## [WHAT THE EXERCISE ASKS]
Below is a set of records; reproduce them exactly without their pictures.
START DATA RECORDS
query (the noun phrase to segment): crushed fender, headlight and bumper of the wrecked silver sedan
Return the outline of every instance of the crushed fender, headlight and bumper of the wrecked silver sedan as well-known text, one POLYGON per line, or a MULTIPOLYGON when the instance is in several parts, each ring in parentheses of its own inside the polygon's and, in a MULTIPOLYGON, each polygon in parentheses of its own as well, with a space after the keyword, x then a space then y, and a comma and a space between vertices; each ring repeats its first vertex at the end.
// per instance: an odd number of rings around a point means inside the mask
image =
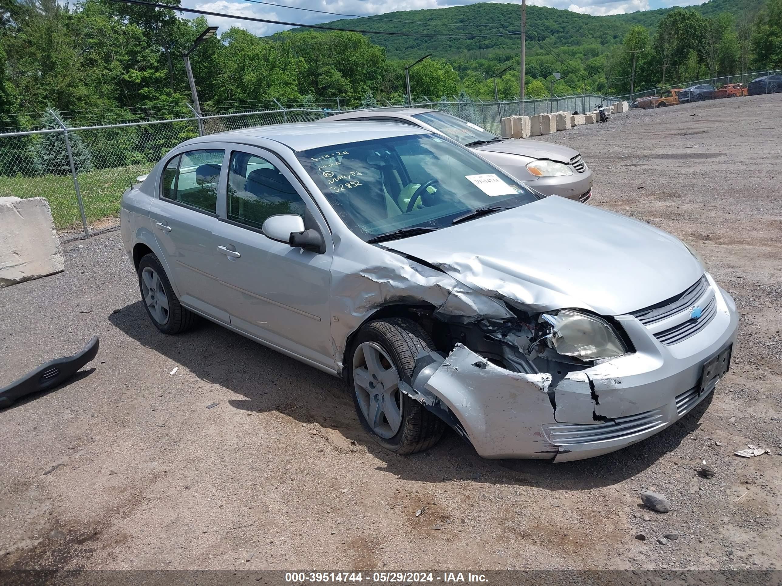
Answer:
POLYGON ((419 323, 438 352, 418 356, 400 388, 485 458, 562 462, 636 443, 709 395, 724 373, 705 380, 709 359, 722 352, 730 359, 735 305, 708 274, 716 317, 701 338, 672 352, 634 316, 598 315, 542 278, 481 275, 486 259, 465 263, 467 272, 382 254, 382 264, 346 267, 335 282, 337 356, 367 320, 419 323))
END DATA RECORDS
## [EXERCISE ANSWER]
query (the noun phrase to segment): crushed fender, headlight and bumper of the wrecked silver sedan
Return the outline of every instance of the crushed fender, headlight and bumper of the wrecked silver sedan as well-known text, one POLYGON per line, or a MULTIPOLYGON when the instance is in several parts, each ring in parentheses of its own inside the polygon's and, in a MULTIPOLYGON, each polygon in parentheses of its own as well, with a space after the keyword, x then a space then y, and a comma and a space between vertices; each ring repeats its first vertex at the end.
// per instance: an odd number of rings around a point means inside the mask
image =
Answer:
POLYGON ((419 323, 438 352, 418 356, 400 388, 485 458, 562 462, 636 443, 709 395, 724 373, 705 380, 709 359, 722 352, 730 359, 735 305, 708 274, 716 317, 701 338, 672 352, 634 316, 598 315, 542 278, 481 275, 486 259, 465 263, 467 272, 382 254, 382 264, 346 267, 335 282, 337 356, 367 320, 419 323))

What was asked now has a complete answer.